He further explains:

Although quietude and calmness are necessary, it is the ‘nongraspingness’ of the mind that mainly constitutes the principle of ‘no-mindedness’. A gung fu man employs his mind as a mirror – it grasps nothing, yet it refuses nothing; it receives, but does not keep. As Alan Watts put it, no-mindedness is a ‘state of wholeness in which the mind functions freely and easily, without the sensation of a second mind or ego standing over it with a club’. What he means is to let the mind think what it likes without the interference by the separate thinker or ego within oneself. So long as it thinks what it wants, there is absolutely no effort in letting go, and the disappearance of the effort to let go is precisely the disappearance of the separate thinker.  (Little, 1996, p. 53)

Ultimately one should be ‘purposeless’. By purposeless is not meant the mere absence of things where vacant nothingness prevails. The object is not to be stuck with thought process. The spirit is by nature formless, and no ‘objects’ are to be stuck in it. When anything is stuck there, your psychic energy loses its balance, its native activity becomes cramped and no longer flows with the stream. But when there prevails a state of purposelessness (which is also a state of fluidity, empty-mindedness, or simply the everyday mind), the spirit harbours nothing in it, nor is it tipped in any one direction; it transcends both subject and object; it responds empty-mindedly to environmental changes and leaves no track. (Little, 1996 p.55)

- Supplied records
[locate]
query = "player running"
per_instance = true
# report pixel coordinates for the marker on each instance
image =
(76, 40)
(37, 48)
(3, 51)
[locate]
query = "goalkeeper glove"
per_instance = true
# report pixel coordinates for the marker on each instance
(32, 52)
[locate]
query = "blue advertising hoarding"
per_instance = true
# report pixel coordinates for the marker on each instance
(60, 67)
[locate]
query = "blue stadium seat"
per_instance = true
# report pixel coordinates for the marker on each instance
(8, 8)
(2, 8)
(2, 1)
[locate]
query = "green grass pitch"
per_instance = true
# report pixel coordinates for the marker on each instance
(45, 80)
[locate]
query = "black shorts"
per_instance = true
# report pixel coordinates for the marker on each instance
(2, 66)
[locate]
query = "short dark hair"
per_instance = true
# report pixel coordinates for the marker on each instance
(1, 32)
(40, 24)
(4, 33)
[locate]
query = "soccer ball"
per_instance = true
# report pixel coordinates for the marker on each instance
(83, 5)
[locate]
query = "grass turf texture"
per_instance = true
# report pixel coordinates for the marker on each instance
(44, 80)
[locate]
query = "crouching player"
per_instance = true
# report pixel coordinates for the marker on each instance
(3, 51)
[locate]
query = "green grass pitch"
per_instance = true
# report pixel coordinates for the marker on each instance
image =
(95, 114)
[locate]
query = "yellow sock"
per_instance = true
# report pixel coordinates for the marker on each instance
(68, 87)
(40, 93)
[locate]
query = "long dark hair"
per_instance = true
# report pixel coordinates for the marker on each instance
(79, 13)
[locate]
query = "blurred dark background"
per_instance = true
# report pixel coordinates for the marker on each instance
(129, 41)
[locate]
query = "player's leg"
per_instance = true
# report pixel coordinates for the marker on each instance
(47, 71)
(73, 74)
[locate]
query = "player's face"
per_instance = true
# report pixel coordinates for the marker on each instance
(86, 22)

- Requirement
Answer these questions using the passage on no-mindedness.
(a) What does a gung fu man employ his mind as?
(b) Who is quoted describing no-mindedness as a "state of wholeness"?
(c) What happens to psychic energy when anything is stuck in the spirit?

- Solution for this problem
(a) A mirror.
(b) Alan Watts.
(c) It loses its balance; its native activity becomes cramped and no longer flows with the stream.